* EXERCISE DESCRIPTION: Could you turn all of the items below into a JSON list of strings, one string per line, with blank lines and the pictures left out?

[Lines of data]

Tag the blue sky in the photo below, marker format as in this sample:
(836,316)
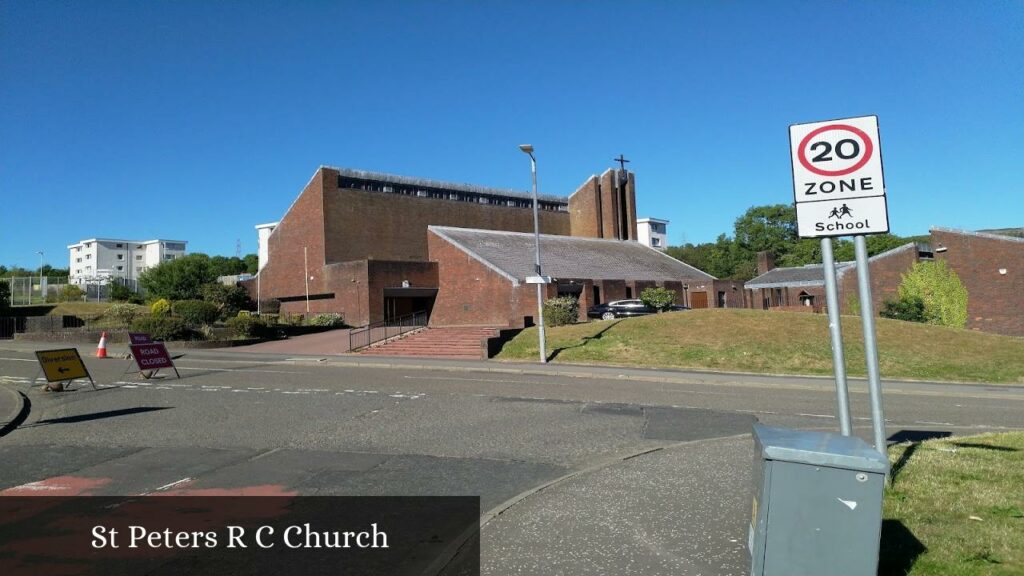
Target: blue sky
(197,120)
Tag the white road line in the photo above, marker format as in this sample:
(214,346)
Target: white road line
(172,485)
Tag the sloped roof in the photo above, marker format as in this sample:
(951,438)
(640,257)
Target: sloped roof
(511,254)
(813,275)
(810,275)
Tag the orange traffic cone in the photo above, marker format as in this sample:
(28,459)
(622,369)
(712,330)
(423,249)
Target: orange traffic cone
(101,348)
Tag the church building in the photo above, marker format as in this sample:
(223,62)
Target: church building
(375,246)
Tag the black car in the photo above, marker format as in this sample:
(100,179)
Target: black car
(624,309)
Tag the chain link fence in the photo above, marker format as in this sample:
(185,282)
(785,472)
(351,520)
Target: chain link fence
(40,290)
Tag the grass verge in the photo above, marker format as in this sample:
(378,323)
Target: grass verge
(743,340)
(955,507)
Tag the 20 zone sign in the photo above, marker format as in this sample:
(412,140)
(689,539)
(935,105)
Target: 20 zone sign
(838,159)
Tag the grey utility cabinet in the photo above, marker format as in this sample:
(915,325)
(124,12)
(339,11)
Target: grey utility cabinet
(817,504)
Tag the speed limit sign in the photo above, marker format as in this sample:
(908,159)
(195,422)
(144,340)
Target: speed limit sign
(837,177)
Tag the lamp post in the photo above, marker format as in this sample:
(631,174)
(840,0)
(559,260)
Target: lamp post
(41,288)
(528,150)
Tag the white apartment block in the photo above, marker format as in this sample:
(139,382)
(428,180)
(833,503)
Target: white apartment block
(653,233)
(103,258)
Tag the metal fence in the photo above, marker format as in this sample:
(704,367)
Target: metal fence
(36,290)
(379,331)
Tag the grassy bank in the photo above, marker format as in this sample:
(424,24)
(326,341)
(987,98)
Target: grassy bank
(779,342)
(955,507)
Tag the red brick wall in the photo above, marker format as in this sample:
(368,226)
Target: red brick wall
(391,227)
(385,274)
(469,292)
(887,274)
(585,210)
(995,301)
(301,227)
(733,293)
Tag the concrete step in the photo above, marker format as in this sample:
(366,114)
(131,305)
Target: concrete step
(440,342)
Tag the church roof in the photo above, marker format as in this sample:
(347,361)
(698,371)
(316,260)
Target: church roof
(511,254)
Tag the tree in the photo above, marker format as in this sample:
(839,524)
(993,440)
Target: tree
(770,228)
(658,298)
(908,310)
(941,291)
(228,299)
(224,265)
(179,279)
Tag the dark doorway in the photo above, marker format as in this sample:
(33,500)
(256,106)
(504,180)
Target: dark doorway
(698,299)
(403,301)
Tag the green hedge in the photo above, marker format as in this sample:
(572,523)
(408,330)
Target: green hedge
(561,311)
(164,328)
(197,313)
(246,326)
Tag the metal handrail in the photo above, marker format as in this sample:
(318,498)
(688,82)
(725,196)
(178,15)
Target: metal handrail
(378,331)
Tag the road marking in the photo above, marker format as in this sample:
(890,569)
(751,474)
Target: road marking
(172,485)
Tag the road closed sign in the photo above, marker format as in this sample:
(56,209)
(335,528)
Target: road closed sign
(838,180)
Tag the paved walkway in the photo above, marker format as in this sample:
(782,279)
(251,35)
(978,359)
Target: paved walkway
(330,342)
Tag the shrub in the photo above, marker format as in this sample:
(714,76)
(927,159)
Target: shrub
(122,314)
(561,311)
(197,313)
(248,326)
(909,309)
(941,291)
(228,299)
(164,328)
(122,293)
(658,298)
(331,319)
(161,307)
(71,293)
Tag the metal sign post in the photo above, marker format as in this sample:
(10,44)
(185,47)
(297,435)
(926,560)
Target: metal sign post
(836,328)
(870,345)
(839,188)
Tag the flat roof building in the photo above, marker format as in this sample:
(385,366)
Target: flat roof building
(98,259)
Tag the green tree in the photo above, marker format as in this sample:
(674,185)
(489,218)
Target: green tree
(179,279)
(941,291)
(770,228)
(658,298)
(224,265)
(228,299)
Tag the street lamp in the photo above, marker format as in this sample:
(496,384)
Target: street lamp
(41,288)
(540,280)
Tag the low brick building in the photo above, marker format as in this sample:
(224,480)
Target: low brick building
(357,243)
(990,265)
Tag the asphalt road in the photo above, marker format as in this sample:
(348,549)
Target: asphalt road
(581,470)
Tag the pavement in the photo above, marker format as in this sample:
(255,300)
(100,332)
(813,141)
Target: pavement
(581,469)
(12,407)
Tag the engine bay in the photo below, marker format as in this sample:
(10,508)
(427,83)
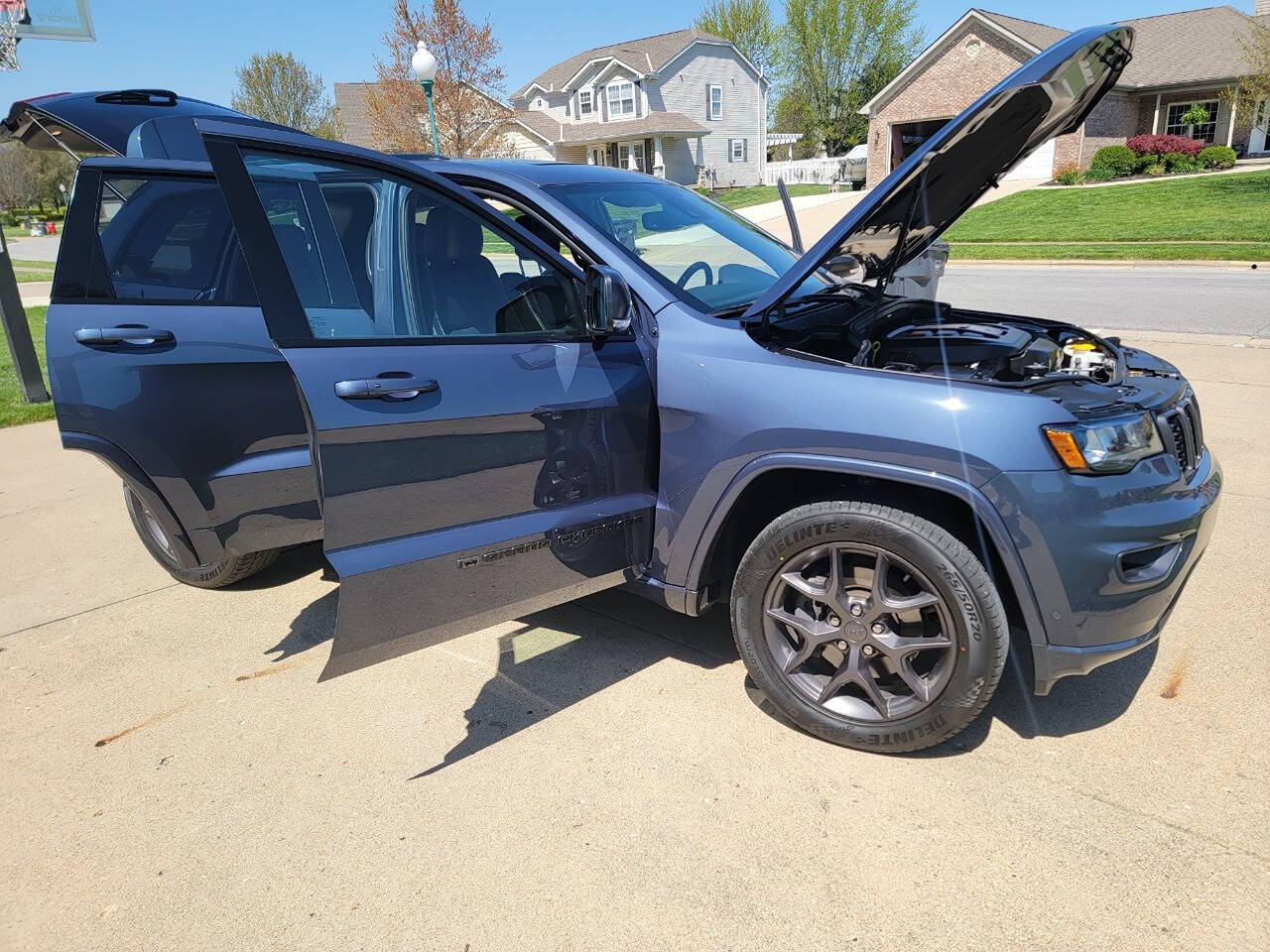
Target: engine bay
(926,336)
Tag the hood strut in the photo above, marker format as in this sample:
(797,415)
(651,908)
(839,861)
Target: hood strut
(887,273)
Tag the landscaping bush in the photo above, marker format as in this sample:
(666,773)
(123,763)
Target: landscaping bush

* EXPECTED ANSWER:
[
  "Tag the blue sky in the photo below, marker format as in this sample:",
  "(836,316)",
  "Target: blue sky",
  "(197,120)",
  "Tag the white road line in the photo above, marker format as in this sample:",
  "(214,346)",
  "Target: white road line",
  "(172,485)",
  "Tag the sloped roof in the photo above, marker format as in this sample:",
  "(951,438)",
  "(640,257)",
  "Target: sloped roof",
  "(511,254)",
  "(813,275)",
  "(810,275)",
  "Tag the orange traffic cone in the photo above, marker format as in this sample:",
  "(28,459)",
  "(622,369)",
  "(712,330)",
  "(423,249)",
  "Target: orange traffic cone",
  "(101,348)",
  "Tag the church building in the photo above, marker format as in this sample:",
  "(223,62)",
  "Target: church building",
  "(375,246)",
  "Tag the black car in the photo above, marker format as in this sample:",
  "(100,179)",
  "Target: black car",
  "(624,309)",
  "Tag the chain link fence in the photo above, marker format as in this sample:",
  "(185,282)",
  "(785,472)",
  "(351,520)",
  "Target: chain link fence",
  "(40,290)",
  "Tag the grass verge in the photo above, marker format as in this sample:",
  "(378,323)",
  "Target: grass verge",
  "(743,340)",
  "(955,507)",
  "Tag the 20 zone sign in the photo above, marker format as in this sample:",
  "(412,140)",
  "(689,539)",
  "(935,105)",
  "Target: 20 zone sign",
  "(838,159)",
  "Tag the grey utility cabinet in the photo above, marker format as in this sample:",
  "(915,325)",
  "(124,12)",
  "(339,11)",
  "Target: grey utility cabinet",
  "(817,504)",
  "Tag the speed limit sign in the photo above, marker format as in this sample:",
  "(908,159)",
  "(195,422)",
  "(144,340)",
  "Target: speed limit sign",
  "(837,177)",
  "Tag the lamp post in the photo above, marker format as in this sample:",
  "(631,174)",
  "(840,0)",
  "(559,260)",
  "Target: lamp post",
  "(41,288)",
  "(528,150)",
  "Tag the white apartment block in the photo above, marker format as in this sample:",
  "(139,382)",
  "(428,180)",
  "(833,503)",
  "Target: white apartment block",
  "(653,233)",
  "(103,258)",
  "Tag the metal fence in the photo above, marker format as in this sample:",
  "(704,367)",
  "Target: metal fence",
  "(36,290)",
  "(379,331)",
  "Tag the grassy bank in the photo above, marker format as in this sample:",
  "(424,24)",
  "(326,341)",
  "(987,98)",
  "Target: grassy bank",
  "(779,342)",
  "(955,507)",
  "Tag the red brick wall in the photo above, marker format as in this sample:",
  "(368,226)",
  "Target: red brick wall",
  "(391,227)",
  "(385,274)",
  "(469,292)",
  "(887,274)",
  "(585,210)",
  "(995,301)",
  "(301,227)",
  "(733,293)",
  "Tag the concrete step in the photo above, marker format as in this sample:",
  "(366,114)",
  "(131,305)",
  "Target: concrete step",
  "(440,342)",
  "Tag the church roof in the photo above, marker format as in this sample:",
  "(347,361)",
  "(698,371)",
  "(316,260)",
  "Target: church roof",
  "(511,254)",
  "Tag the tree in the photo above, marker format as in this sample:",
  "(839,524)",
  "(993,440)",
  "Target: tree",
  "(770,228)",
  "(658,298)",
  "(908,310)",
  "(941,291)",
  "(228,299)",
  "(224,265)",
  "(179,279)",
  "Tag the dark doorway in the photo above, marker format as in this sample:",
  "(33,500)",
  "(256,106)",
  "(504,180)",
  "Target: dark doorway",
  "(698,299)",
  "(403,301)",
  "Tag the green hedge in the photo above, marker format as in this sample:",
  "(572,523)",
  "(408,330)",
  "Target: green hedge",
  "(561,311)",
  "(164,328)",
  "(197,313)",
  "(246,326)",
  "Tag the metal handrail in the photo above, marker format as in this sample:",
  "(318,498)",
  "(688,82)",
  "(725,196)",
  "(178,15)",
  "Target: metal handrail",
  "(378,331)",
  "Tag the road marking in the photo above, marker format as in this sample:",
  "(890,569)",
  "(751,474)",
  "Target: road marking",
  "(172,485)",
  "Tag the road closed sign in the photo above, marker format as in this sample:",
  "(56,209)",
  "(335,528)",
  "Target: road closed sign",
  "(838,180)",
  "Tag the paved walkway in the photo above, marker format as in this sample:",
  "(782,279)",
  "(251,35)",
  "(978,359)",
  "Target: paved walkway",
  "(330,342)",
  "Tag the shrub in the photo above, marker format as in this sample:",
  "(714,76)",
  "(927,159)",
  "Target: shrub",
  "(122,314)",
  "(561,311)",
  "(197,313)",
  "(248,326)",
  "(909,309)",
  "(941,291)",
  "(228,299)",
  "(164,328)",
  "(122,293)",
  "(658,298)",
  "(331,319)",
  "(161,307)",
  "(71,293)",
  "Tag the metal sign post in the photo above, marker format as in this sample:",
  "(10,44)",
  "(185,47)",
  "(297,435)",
  "(926,560)",
  "Target: metal sign post",
  "(836,328)",
  "(870,345)",
  "(839,188)",
  "Tag the flat roof building in the photo above, marker format as in this sample:",
  "(385,366)",
  "Target: flat roof building",
  "(98,259)",
  "Tag the green tree in the photo above, marker format as in this sample:",
  "(674,185)",
  "(489,218)",
  "Target: green tree",
  "(179,279)",
  "(941,291)",
  "(770,228)",
  "(658,298)",
  "(224,265)",
  "(228,299)",
  "Tag the street lamp in the photo above, marker format as in this sample:",
  "(496,384)",
  "Target: street lamp",
  "(41,288)",
  "(540,280)",
  "Tag the low brick building in the photo above, marker format as in this sample:",
  "(224,480)",
  "Target: low brick building",
  "(357,243)",
  "(990,265)",
  "Tag the asphalt road in the photo above, marker format as in this sample:",
  "(348,549)",
  "Target: asphalt road",
  "(581,470)",
  "Tag the pavement in the photo above, marker format as in this sample:",
  "(255,300)",
  "(100,332)",
  "(813,141)",
  "Target: pavement",
  "(581,469)",
  "(12,407)",
  "Tag the engine bay in the photo below, marker format as in this sample:",
  "(10,508)",
  "(427,83)",
  "Target: engine bay",
  "(926,336)",
  "Tag the hood strut in the photo above, marker format as in this sample:",
  "(797,415)",
  "(651,908)",
  "(839,861)",
  "Target: hood strut",
  "(887,273)",
  "Tag the landscaping bush in the photo above, marker format as in this sample:",
  "(666,773)",
  "(123,763)",
  "Target: landscaping bush"
]